» **CONSIGNES**:
**1.** Restituez à l'identique le passage du texte sur l'avenir de la Tunisie qui débute par « J’ai trop hésité avant » et se poursuit jusqu'à « et notre avenir. ».
**2.** Reprenez le texte sur l'avenir de la Tunisie à la suite de sa dernière phrase et prolongez-le.

» **TEXTE DE LECTURE**:
# # #
J’ai trop hésité avant d’écrire ces quelques lignes. Seraient-elles publiées, lues et comprises avec le juste message qu’elles portent, avec les réelles intentions qui les motivent et les fortes émotions qu’elles espèrent stimuler? J’ai trop hésité, mais j’ai fini par me décider à m’exprimer car je suis aussi Tunisien que chacun de mes compatriotes, l’avenir de mon pays m’implique au plus haut degré, je ne suis pas plus bête que ceux qui s’approprient le droit d’être suffisamment habilités, intelligents et compétents pour décider de l’avenir de nos enfants et de nos petits d’enfants et des générations présentes et futures. Effectivement, la Tunisie nous appartient à tous et la Tunisie est à la fois notre histoire, notre présent et notre avenir.

Mon message s’adresse principalement à ceux qui décident de notre destin à tous, nous les Tunisiens, à ceux qui nuisent d’une façon ou d’une autre le cours de notre destin, et à ceux qui croient être en mesure d’agir pour le bien de notre destin. Des décideurs de tous bords et tous niveaux, des politiciens, des opposants, des professionnels des médias, des spécialistes dans divers domaines, des intellectuels, des hommes de cultures, des activistes de la société civile et des Tunisiens ordinaires alertes à la réalité du pays et soucieux de son avenir. Ils peuvent être idéalistes, opportunistes ou comploteurs, qu’ils agissent par conviction et amour pour la patrie ou par intérêt ou par émotions, qu’ils sont action, en observation ou dans la critique et l’indignation, je leur affirme à tous qu’ils sont encore loin, très loin, des exigences de la politique, de ses motivations, de ses objectifs et de ses pratiques.
# # #
» **ENREGISTREMENTS PRÉSENTÉS**:
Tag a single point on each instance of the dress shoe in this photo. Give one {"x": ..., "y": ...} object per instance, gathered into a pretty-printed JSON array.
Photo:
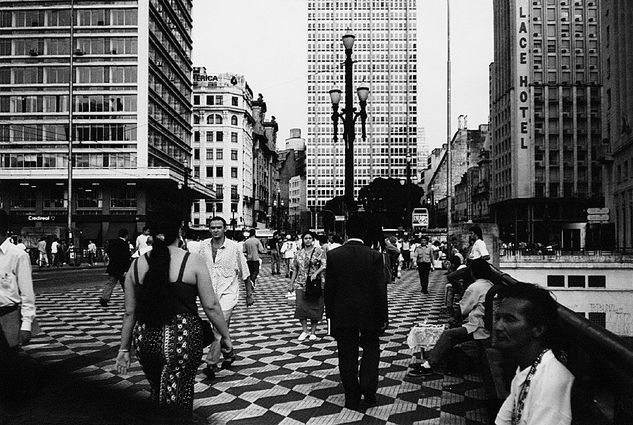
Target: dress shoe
[{"x": 370, "y": 399}]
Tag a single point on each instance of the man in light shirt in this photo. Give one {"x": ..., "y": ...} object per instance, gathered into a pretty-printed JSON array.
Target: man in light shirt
[
  {"x": 227, "y": 267},
  {"x": 540, "y": 392},
  {"x": 471, "y": 310}
]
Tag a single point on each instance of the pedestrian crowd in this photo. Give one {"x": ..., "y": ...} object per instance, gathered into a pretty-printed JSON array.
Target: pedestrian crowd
[{"x": 163, "y": 278}]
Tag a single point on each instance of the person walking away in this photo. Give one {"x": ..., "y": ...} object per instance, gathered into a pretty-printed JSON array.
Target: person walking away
[
  {"x": 356, "y": 305},
  {"x": 275, "y": 246},
  {"x": 288, "y": 250},
  {"x": 54, "y": 250},
  {"x": 526, "y": 330},
  {"x": 41, "y": 249},
  {"x": 252, "y": 248},
  {"x": 394, "y": 256},
  {"x": 424, "y": 256},
  {"x": 471, "y": 314},
  {"x": 17, "y": 313},
  {"x": 141, "y": 240},
  {"x": 92, "y": 253},
  {"x": 161, "y": 316},
  {"x": 119, "y": 254},
  {"x": 308, "y": 263},
  {"x": 227, "y": 267},
  {"x": 21, "y": 245}
]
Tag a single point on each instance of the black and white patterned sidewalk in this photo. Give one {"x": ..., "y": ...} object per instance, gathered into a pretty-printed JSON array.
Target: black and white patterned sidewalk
[{"x": 276, "y": 379}]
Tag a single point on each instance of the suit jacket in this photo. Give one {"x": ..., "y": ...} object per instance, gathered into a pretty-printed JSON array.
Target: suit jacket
[
  {"x": 355, "y": 287},
  {"x": 119, "y": 254}
]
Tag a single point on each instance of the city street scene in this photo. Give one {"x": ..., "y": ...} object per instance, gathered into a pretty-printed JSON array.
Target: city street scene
[{"x": 316, "y": 212}]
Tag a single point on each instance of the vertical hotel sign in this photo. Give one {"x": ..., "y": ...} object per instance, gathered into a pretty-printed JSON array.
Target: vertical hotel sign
[{"x": 522, "y": 175}]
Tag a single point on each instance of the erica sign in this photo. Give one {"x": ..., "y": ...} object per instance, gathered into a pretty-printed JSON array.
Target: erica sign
[{"x": 521, "y": 172}]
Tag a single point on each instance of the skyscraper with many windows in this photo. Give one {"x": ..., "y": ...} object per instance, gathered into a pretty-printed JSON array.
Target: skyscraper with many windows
[
  {"x": 129, "y": 108},
  {"x": 545, "y": 112},
  {"x": 385, "y": 54}
]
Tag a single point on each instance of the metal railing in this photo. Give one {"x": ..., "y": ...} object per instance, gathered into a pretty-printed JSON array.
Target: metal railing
[{"x": 601, "y": 362}]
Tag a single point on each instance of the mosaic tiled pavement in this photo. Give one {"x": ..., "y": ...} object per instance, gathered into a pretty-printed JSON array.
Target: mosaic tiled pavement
[{"x": 276, "y": 379}]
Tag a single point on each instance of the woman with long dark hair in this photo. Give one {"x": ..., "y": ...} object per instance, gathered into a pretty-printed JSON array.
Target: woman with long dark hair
[
  {"x": 308, "y": 263},
  {"x": 161, "y": 316}
]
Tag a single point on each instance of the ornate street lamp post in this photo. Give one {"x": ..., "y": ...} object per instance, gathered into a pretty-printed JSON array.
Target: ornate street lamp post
[{"x": 349, "y": 116}]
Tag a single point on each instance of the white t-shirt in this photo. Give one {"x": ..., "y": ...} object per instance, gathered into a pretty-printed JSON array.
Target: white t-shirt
[
  {"x": 548, "y": 399},
  {"x": 478, "y": 250}
]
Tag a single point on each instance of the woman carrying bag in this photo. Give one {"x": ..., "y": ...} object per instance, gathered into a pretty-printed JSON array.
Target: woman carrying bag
[
  {"x": 308, "y": 264},
  {"x": 161, "y": 316}
]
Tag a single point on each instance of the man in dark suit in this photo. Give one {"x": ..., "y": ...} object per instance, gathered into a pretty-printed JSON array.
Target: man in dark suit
[
  {"x": 119, "y": 254},
  {"x": 356, "y": 304}
]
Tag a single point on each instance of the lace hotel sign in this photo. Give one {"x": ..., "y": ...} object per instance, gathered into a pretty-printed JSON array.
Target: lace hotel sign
[{"x": 521, "y": 172}]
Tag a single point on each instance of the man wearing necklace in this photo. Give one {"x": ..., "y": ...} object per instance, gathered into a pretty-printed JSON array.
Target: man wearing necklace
[
  {"x": 525, "y": 327},
  {"x": 227, "y": 267}
]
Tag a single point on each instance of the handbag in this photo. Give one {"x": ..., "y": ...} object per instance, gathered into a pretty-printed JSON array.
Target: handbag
[{"x": 313, "y": 286}]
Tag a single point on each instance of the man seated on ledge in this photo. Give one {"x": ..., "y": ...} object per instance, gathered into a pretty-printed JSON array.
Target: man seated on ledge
[
  {"x": 525, "y": 329},
  {"x": 471, "y": 309}
]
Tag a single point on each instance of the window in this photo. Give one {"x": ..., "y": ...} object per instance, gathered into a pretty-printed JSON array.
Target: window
[
  {"x": 576, "y": 281},
  {"x": 557, "y": 281},
  {"x": 597, "y": 281},
  {"x": 599, "y": 319}
]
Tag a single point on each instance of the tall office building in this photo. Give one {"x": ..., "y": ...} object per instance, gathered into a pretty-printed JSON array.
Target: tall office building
[
  {"x": 223, "y": 146},
  {"x": 131, "y": 107},
  {"x": 545, "y": 111},
  {"x": 385, "y": 54},
  {"x": 617, "y": 121}
]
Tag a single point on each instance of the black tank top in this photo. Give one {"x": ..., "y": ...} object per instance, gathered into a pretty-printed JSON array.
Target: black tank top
[{"x": 184, "y": 294}]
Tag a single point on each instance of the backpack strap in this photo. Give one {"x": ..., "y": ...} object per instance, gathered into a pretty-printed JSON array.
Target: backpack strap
[{"x": 182, "y": 267}]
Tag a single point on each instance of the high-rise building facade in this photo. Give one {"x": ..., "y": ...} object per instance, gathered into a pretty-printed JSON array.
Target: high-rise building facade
[
  {"x": 129, "y": 110},
  {"x": 385, "y": 52},
  {"x": 617, "y": 116},
  {"x": 223, "y": 146},
  {"x": 545, "y": 112}
]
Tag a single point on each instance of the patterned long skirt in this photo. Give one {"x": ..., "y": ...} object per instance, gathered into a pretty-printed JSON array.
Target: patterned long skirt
[{"x": 170, "y": 356}]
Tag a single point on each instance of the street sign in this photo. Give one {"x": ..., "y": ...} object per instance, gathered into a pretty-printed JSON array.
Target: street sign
[
  {"x": 598, "y": 217},
  {"x": 598, "y": 211}
]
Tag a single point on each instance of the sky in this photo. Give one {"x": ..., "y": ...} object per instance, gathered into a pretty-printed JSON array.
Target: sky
[{"x": 266, "y": 41}]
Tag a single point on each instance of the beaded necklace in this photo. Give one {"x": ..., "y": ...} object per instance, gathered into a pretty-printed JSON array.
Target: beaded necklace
[{"x": 517, "y": 412}]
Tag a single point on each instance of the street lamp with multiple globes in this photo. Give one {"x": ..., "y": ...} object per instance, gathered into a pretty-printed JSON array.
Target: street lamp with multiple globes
[{"x": 349, "y": 116}]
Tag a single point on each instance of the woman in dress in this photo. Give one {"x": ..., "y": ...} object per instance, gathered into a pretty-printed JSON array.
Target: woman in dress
[
  {"x": 161, "y": 316},
  {"x": 308, "y": 259}
]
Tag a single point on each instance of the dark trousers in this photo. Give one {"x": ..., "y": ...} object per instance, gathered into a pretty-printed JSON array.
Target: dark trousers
[
  {"x": 423, "y": 270},
  {"x": 348, "y": 341},
  {"x": 448, "y": 339}
]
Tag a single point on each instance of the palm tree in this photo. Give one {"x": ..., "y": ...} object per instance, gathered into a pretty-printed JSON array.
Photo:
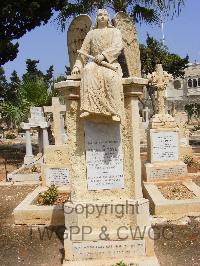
# # #
» **RÉPONSES ATTENDUES**:
**1.**
J’ai trop hésité avant d’écrire ces quelques lignes. Seraient-elles publiées, lues et comprises avec le juste message qu’elles portent, avec les réelles intentions qui les motivent et les fortes émotions qu’elles espèrent stimuler? J’ai trop hésité, mais j’ai fini par me décider à m’exprimer car je suis aussi Tunisien que chacun de mes compatriotes, l’avenir de mon pays m’implique au plus haut degré, je ne suis pas plus bête que ceux qui s’approprient le droit d’être suffisamment habilités, intelligents et compétents pour décider de l’avenir de nos enfants et de nos petits d’enfants et des générations présentes et futures. Effectivement, la Tunisie nous appartient à tous et la Tunisie est à la fois notre histoire, notre présent et notre avenir.

**2.**
J’affirme, sans risque de me tromper, que tout ce monde fait partie, dans sa majorité, de la classe aisée du pays, qu’ils sont suffisamment protégés, dans le vrai sens et le sens figuré du terme, que plusieurs d’entre eux sont gracieusement rémunérés, que d’autres cherchent à se positionner. Il y a même ceux qui servent des agendas d’étrangers, et pour beaucoup c’est un jeu et car je les vois s’amuser vraiment, et, à mon avis, ils n’ont aucune raison de vouloir écourter le plaisir ou de s’inquiéter outre mesure.

Je me redresse et je m’adresse à tous ces acteurs, de piètres acteurs, de mon point de vue évidemment, pour leur dire que pendant qu’ils prennent leur pied, pendant qu’ils s’obstinent à nous imposer leurs fantasmes, leurs idéaux et leurs idées, pendant qu’ils cherchent à solder leurs comptes en majorant en leur faveur les intérêts, pendant qu’ils se croient suffisamment malins pour nous leurrer et nous manipuler, la Tunisie agonise, car le peuple, dont ils affirment à chaque occasion parler à son nom, ce peuple là souffre le martyre et sa douleur monte chaque jour d’un cran supplémentaire.

Il faut réaliser que ce peuple, le nôtre, n’a plus ni les moyens, ni la force, ni la lucidité de réclamer ses droits et même discerner son bien et son intérêt. Un peuple marginalisé, enfoncé de plus en plus dans la pauvreté et dans l’ignorance, qui n’arrive plus à manger à sa faim, à éduquer et garantir l’avenir ses enfants et à se soigner correctement. Un peuple pour qui les mots espoir, espérance et dignité n’ont jamais eu de sens. Ce peuple ne mangerait pas mieux et ne se soignerait pas mieux grâce à une nouvelle Constitution et ne s’abreuverait pas plus grâce à un nouveau système politique. Il ne recevrait pas une meilleure éducation et il ne serait pas plus intelligent quand vous allez lui proclamer la troisième République ou même la quatrième ou la cinquième. Il ne se sentirait jamais davantage confiant dans l’avenir et davantage respecté et heureux parque vous avez mis fin à l’activité d’une telle ou telle association ou vous avez enfermé dans une prison tel voleur, violeur ou malfaisant. Ce peuple, le nôtre, croyez moi, fera aujourd’hui et tout simplement confiance et alliance avec Diable, si Satan lui promet monts et merveilles et des jours meilleurs.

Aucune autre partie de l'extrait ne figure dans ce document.